**Work to be completed**
With nothing added or dropped, copy the data that follows exactly.

**Supplied data**
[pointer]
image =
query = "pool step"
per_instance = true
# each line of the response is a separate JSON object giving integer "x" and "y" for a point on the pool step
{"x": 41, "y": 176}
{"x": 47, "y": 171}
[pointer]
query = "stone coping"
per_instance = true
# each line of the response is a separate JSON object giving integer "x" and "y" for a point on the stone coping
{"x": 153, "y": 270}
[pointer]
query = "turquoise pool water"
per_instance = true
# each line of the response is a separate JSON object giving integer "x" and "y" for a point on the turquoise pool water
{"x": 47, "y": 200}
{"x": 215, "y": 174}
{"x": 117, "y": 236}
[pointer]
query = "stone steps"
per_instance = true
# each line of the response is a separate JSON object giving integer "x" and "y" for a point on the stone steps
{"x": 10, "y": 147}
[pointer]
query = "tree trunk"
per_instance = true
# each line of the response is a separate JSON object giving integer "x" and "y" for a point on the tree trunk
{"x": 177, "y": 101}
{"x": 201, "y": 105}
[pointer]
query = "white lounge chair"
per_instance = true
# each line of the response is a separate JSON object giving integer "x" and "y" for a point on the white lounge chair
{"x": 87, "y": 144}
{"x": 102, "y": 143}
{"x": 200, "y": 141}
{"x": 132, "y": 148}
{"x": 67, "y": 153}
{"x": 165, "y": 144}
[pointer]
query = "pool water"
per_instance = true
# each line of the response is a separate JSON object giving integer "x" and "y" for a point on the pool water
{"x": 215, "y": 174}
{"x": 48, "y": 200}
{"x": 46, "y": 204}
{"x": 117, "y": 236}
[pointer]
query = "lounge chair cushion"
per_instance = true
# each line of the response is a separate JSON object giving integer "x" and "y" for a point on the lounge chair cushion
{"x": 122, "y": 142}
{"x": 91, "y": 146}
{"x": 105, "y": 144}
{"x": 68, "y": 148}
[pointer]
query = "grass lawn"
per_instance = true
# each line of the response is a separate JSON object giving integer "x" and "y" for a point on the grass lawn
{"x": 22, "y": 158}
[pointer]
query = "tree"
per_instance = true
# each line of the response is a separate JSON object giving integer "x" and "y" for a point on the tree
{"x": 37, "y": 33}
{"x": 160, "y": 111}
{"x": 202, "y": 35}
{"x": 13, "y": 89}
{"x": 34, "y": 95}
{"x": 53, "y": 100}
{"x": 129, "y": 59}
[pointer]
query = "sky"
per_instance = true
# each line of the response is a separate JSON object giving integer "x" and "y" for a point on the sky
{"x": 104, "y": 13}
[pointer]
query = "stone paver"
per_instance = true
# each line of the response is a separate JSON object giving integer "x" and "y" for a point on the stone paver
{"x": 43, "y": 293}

**Task output**
[pointer]
image =
query = "pool step"
per_instance = true
# each line of the response is a separate JSON object giving integer "x" and "y" for a point on the pool step
{"x": 41, "y": 176}
{"x": 47, "y": 171}
[pointer]
query = "stone coping"
per_instance = true
# each line of the response is a separate JSON object giving integer "x" and "y" for a point on the stone coping
{"x": 153, "y": 270}
[pointer]
query = "turquoise pool water"
per_instance = true
# each line of the response is a separate JSON object giving integer "x" and "y" for a point on the turquoise pool water
{"x": 47, "y": 200}
{"x": 215, "y": 174}
{"x": 117, "y": 236}
[pointer]
query = "stone steps"
per_instance = true
# each line of the response is a separate JSON object giving integer "x" and "y" for a point on the stone steps
{"x": 10, "y": 147}
[pointer]
query = "tree trunk"
per_instance = true
# each line of the response is a separate JSON object giving integer "x" and "y" for a point on the tree trunk
{"x": 177, "y": 101}
{"x": 201, "y": 105}
[pointer]
query = "white lounge chair"
per_instance = true
# each line of the response is a separate JSON object giving integer "x" and "y" for a point on the white lounge chair
{"x": 87, "y": 144}
{"x": 102, "y": 143}
{"x": 200, "y": 141}
{"x": 132, "y": 148}
{"x": 67, "y": 153}
{"x": 165, "y": 144}
[pointer]
query = "pool water"
per_instance = true
# each line of the response is a separate JSON object giving integer "x" and "y" for a point on the pool water
{"x": 215, "y": 174}
{"x": 48, "y": 200}
{"x": 46, "y": 204}
{"x": 117, "y": 236}
[pointer]
query = "lounge chair cushion"
per_instance = true
# each line of the response is a separate JSON object giving integer "x" and "y" for a point on the lounge chair cushion
{"x": 122, "y": 142}
{"x": 91, "y": 146}
{"x": 105, "y": 144}
{"x": 68, "y": 148}
[pointer]
query = "grass lawn"
per_instance = true
# each line of the response is a separate JSON object giving integer "x" and "y" for a point on the grass lawn
{"x": 22, "y": 158}
[pointer]
query = "tree"
per_instance = true
# each line of the response is a separate JSON object giving integer "x" and "y" for a point on the tree
{"x": 37, "y": 33}
{"x": 160, "y": 111}
{"x": 202, "y": 35}
{"x": 13, "y": 89}
{"x": 34, "y": 95}
{"x": 53, "y": 100}
{"x": 129, "y": 59}
[pointer]
query = "sky"
per_instance = true
# each line of the response is a separate JSON object giving integer "x" and "y" for a point on the sky
{"x": 104, "y": 13}
[pointer]
query = "stone paver"
per_instance = true
# each line of the response is a separate JSON object giving integer "x" and "y" for a point on the stone paver
{"x": 43, "y": 293}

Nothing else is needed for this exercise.